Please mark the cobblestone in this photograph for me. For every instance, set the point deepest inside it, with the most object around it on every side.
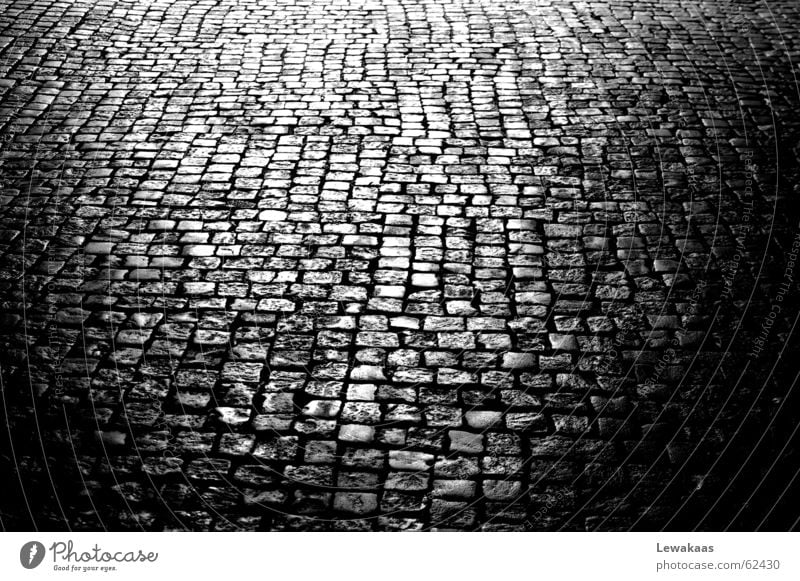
(397, 264)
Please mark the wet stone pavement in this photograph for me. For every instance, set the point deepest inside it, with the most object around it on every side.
(398, 264)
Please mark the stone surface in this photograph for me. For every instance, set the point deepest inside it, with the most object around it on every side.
(398, 265)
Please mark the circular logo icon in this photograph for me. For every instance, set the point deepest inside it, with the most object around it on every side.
(31, 554)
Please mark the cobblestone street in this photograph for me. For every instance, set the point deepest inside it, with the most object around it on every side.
(398, 264)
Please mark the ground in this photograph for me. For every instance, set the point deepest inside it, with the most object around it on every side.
(398, 264)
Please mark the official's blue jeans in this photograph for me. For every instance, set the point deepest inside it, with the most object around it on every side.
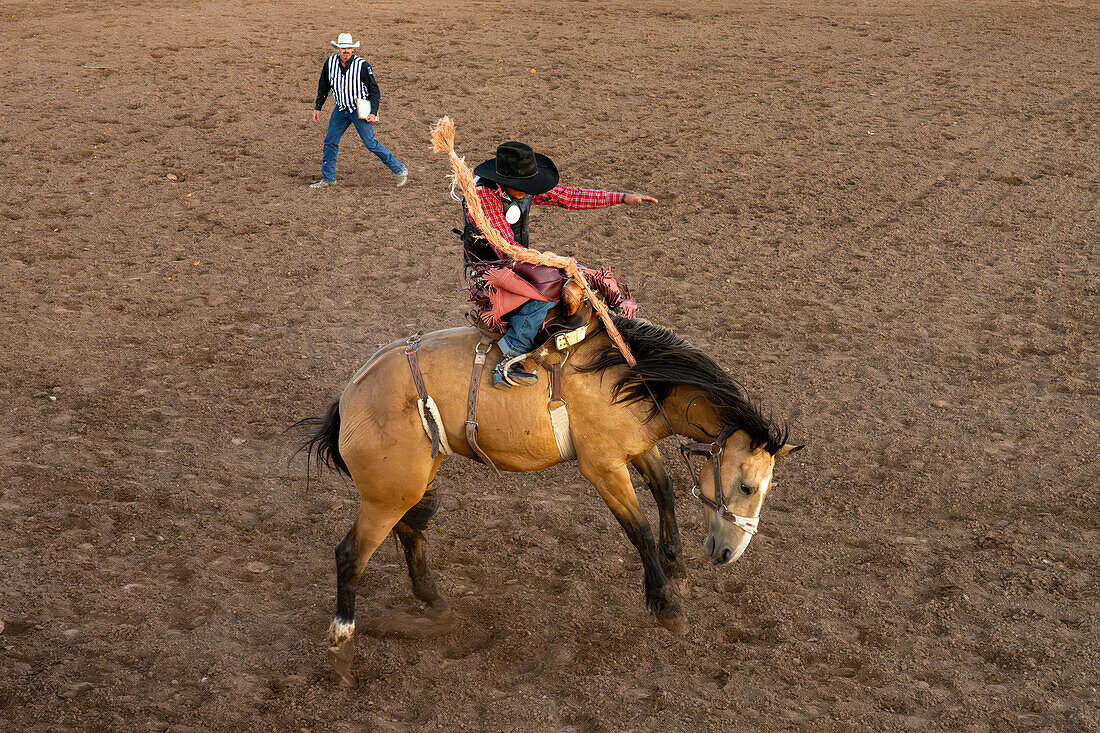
(338, 124)
(524, 326)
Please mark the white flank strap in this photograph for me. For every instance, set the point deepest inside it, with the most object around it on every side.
(429, 411)
(559, 418)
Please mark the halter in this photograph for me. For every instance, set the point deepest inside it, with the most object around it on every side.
(712, 450)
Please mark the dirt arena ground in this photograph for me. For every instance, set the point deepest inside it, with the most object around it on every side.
(881, 217)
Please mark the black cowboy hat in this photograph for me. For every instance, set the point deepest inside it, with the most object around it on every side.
(517, 166)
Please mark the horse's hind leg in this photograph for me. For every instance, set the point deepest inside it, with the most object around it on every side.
(670, 551)
(410, 529)
(613, 482)
(371, 527)
(384, 500)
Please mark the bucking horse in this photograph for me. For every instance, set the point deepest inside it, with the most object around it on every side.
(409, 406)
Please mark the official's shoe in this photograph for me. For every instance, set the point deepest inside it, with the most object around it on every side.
(519, 375)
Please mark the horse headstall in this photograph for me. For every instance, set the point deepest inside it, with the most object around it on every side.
(713, 451)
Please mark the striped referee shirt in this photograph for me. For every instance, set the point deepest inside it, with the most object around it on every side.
(347, 84)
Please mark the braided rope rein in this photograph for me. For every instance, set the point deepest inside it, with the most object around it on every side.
(442, 141)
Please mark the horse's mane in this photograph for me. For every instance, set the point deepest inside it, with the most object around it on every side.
(667, 361)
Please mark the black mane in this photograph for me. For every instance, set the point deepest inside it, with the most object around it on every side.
(667, 361)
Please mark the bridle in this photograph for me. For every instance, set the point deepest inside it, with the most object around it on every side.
(713, 451)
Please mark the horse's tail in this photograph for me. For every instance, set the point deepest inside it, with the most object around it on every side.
(325, 442)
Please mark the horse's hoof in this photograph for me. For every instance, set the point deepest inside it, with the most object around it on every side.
(679, 586)
(341, 657)
(674, 621)
(442, 614)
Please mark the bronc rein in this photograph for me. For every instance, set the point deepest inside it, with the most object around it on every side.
(712, 450)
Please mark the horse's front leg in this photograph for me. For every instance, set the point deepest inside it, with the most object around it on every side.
(613, 482)
(670, 551)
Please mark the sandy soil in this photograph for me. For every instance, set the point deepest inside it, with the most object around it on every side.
(882, 218)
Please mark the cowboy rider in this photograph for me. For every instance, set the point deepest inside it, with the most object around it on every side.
(508, 186)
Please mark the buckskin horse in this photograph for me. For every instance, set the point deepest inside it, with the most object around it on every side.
(375, 434)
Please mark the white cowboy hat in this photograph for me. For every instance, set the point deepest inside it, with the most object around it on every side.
(344, 42)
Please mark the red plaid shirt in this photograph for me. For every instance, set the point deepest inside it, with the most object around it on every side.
(567, 198)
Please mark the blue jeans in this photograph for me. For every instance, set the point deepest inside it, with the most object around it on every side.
(338, 124)
(524, 325)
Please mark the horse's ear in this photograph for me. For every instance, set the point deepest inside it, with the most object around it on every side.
(788, 448)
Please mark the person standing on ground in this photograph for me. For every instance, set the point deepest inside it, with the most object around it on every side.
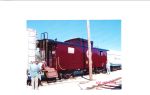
(34, 72)
(108, 67)
(41, 69)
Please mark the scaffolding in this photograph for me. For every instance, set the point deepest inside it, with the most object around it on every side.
(31, 45)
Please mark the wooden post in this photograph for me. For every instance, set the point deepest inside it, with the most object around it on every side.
(89, 50)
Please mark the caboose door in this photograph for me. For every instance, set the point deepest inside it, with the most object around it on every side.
(52, 55)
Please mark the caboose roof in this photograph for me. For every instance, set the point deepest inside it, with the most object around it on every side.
(77, 39)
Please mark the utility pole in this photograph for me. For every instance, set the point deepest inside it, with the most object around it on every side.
(89, 50)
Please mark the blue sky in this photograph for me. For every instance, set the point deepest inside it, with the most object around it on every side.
(105, 34)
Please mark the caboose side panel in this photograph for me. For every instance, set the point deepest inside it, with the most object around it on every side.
(69, 57)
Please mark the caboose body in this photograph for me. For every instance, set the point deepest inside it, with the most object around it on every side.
(70, 58)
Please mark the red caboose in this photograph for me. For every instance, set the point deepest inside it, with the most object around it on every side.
(70, 57)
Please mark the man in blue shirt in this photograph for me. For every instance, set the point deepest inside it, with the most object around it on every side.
(34, 72)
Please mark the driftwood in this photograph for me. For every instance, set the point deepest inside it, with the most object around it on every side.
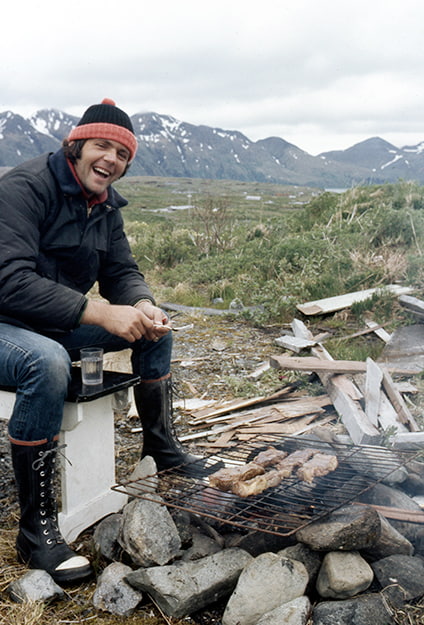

- - - - - - -

## [Exercise aim]
Copy all of the records above word for word, leaving the pictures out.

## [Exercise output]
Please mark the cobblestone in this photograph for me. For every instance, set the point deepest inside it, with the most object around it on every side.
(397, 264)
Please mark the wet stone pavement in this photograph for me. For every instance, set the point deepest inside it, with the most object around it on every side.
(398, 264)
Please mark the stone surface in this photograph for me. For every instance, set the point deepest inside it, with the most object around it on every side.
(398, 265)
Please mark the circular logo icon in this photograph for me. For every instance, set the point deepest inside it, with the most object around it on every side.
(31, 554)
Please mark the cobblestone street in this photograph for me. For every instance, set the point deepest inside it, with the most object around it on every side.
(398, 264)
Please mark the ground in this photograph for me. For every instance, set the point deepest inside it, with the most object around it on every side.
(398, 264)
Please mark the official's blue jeans in this photograph for me. For every instance, set the point deepest inside it, with the most object around it on every side.
(338, 124)
(524, 326)
Please mark the white flank strap in this photograph for me. For every instance, set the point deepest inside it, with the most object around it on every side.
(429, 411)
(559, 418)
Please mark the halter in this photograph for me. For every instance, set the point deepest inside it, with the most object around it on every side.
(712, 450)
Please mark the dirt arena ground in this photograph for me. For every instance, set the point deepest inside it, with the most object around it on every side.
(881, 217)
Please mark the black cowboy hat in this photograph for me. For every instance, set the point deepest inside it, with the most object around it on every side.
(517, 166)
Please mark the horse's hind leg in this photograph for me. For every instance, set the point deepest inside it, with the most object around it on every side.
(670, 551)
(410, 529)
(613, 482)
(371, 527)
(384, 500)
Please mark the bucking horse in this photograph for me. For every instance, set the point deepest inside it, with the most object around it on every side.
(409, 406)
Please mark the official's shoe in this photograph for me. For every instance, set the point deepest inside it, with the most object around it on every side.
(519, 375)
Please mark the horse headstall in this photograph for me. For every instance, set the point deepest inside it, with the most object around it on every side.
(713, 451)
Please mark the striped referee shirt in this photograph for me. For every instance, set the point deepest inside it, with the most object around it on every side.
(347, 84)
Please mark the braided rope rein in this photograph for me. For every instance, set the point deepest inside it, with the most object around it on every side.
(442, 141)
Please mark the horse's mane in this photograph for me. For every instance, set the point deepest inside it, with the most object around it on every side.
(667, 361)
Please mark the black mane in this photograph for me. For every instance, set the point deepest inside it, with the most object around it on every side.
(667, 361)
Please mark the bridle in this photograph for me. For every instance, set the point deepest inside it, with the most object around it on every side.
(713, 451)
Please mark the horse's tail in this photograph for me. For every instance, set the point deepest inside it, with the most object around it on every side.
(325, 442)
Please mark the horse's hoof in this photograph for me. For every instance, set the point deepest inside it, with the most object around it on every side.
(679, 586)
(341, 657)
(674, 621)
(442, 614)
Please mark the bronc rein in this photograph for me. For every instance, set the point deepest inside it, with the most object around it on every side.
(712, 450)
Please mark the horse's front leg in this photograph for me. For every instance, set the point deepest inside it, with the most object around it on every side.
(613, 482)
(670, 551)
Please mark the sandy soil in this photograph for me. For every instance, set the point deepest inside it, with the most object around it on every side.
(882, 218)
Please mark the cowboy rider in this photograph for me. For every instance, set the point deepest inside it, with the most object around it on every side.
(508, 186)
Please mark the buckskin horse in this photograph for me. For every instance, set the point deepest inside it, with the most object around it on every side.
(375, 434)
Please mark the white cowboy hat in this photograph for me. For every instance, set the point deepest inside it, with the most object around it on every side.
(344, 42)
Please mark the red plaid shirt in this photograph for me. For every instance, set the point deepest inside it, with the most object around it on every side.
(567, 198)
Please mark the blue jeans in this photograph for me. For every instance, set the point deepest inside it, with the most object around it on every side.
(338, 124)
(524, 325)
Please mark the horse's ear in this photograph for me. For every instance, set the point deepest inside it, with the most object around it on every side.
(788, 448)
Please mark the person standing on ground in this photograph for me. For every instance, set the point deepest inside it, with the most object around it on every side.
(34, 72)
(108, 67)
(41, 69)
Please mark the scaffolding in this photograph for me. For every instance, set the point deepest inside it, with the most object around it on every side.
(31, 45)
Please mark the wooden post in this photograph for me. For every instance, set the point deepest inside it, with the most object around it on every side.
(89, 50)
Please mark the caboose door in this photograph for me. For every instance, set the point deepest inside it, with the most object around it on every side.
(52, 55)
Please mark the caboose roof in this photograph for me. For every instance, set the point deepest inside it, with the most object around it on every side.
(77, 39)
Please mark the utility pole in this photograph for me. For every instance, set the point deepest inside it, with the most object around it on every side.
(89, 50)
Please mark the blue sky in this photograph for me. For every instance, set the point deepest inside it, with the most object around it on every side.
(105, 34)
Please mark the caboose side panel in this photograph for me. For every instance, set the point deepest inside it, with the most object around it on every side.
(69, 57)
Please mark the caboose body in this photograph for me. For every instance, set the point deepest inside it, with the most object around it on every side.
(70, 58)
Please mark the red caboose in this photograph for me. For every instance, set the point deepest inside it, with the most object around it on every side.
(70, 57)
Please mark the man in blue shirt in this photograph for me. For every instance, set the point deepest inside it, with the most object around it on every side.
(34, 72)
Please mark the driftwood in this photograph for me. For every instance, set the point deepest inside it, with the most object around it on every side.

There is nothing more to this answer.